WORK REQUEST: If a line in the records below holds the string "person", count it, and state only the final count.

(Source records)
════
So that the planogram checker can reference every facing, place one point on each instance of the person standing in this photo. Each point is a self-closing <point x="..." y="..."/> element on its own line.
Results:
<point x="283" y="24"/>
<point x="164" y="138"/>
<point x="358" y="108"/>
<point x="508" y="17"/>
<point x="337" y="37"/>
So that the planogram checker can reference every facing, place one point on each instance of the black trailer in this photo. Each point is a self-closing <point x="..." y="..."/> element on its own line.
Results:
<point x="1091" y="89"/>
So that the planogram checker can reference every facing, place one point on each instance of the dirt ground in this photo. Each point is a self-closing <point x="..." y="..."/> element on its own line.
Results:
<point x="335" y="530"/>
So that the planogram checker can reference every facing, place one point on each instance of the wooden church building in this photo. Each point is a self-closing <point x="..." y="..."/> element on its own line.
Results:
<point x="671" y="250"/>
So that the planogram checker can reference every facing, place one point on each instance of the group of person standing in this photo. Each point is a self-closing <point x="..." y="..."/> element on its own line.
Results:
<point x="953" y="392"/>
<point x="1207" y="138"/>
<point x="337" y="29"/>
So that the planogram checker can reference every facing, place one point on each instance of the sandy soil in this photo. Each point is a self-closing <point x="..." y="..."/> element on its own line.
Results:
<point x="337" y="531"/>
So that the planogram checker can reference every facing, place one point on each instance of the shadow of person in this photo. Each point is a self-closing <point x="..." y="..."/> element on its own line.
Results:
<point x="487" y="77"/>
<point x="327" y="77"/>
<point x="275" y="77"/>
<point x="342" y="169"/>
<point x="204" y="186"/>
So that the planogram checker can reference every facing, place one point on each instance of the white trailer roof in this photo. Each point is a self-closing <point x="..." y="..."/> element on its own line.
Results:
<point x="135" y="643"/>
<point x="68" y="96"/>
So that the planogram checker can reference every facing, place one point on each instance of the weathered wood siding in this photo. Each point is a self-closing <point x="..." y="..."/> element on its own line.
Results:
════
EXPECTED OUTPUT: 3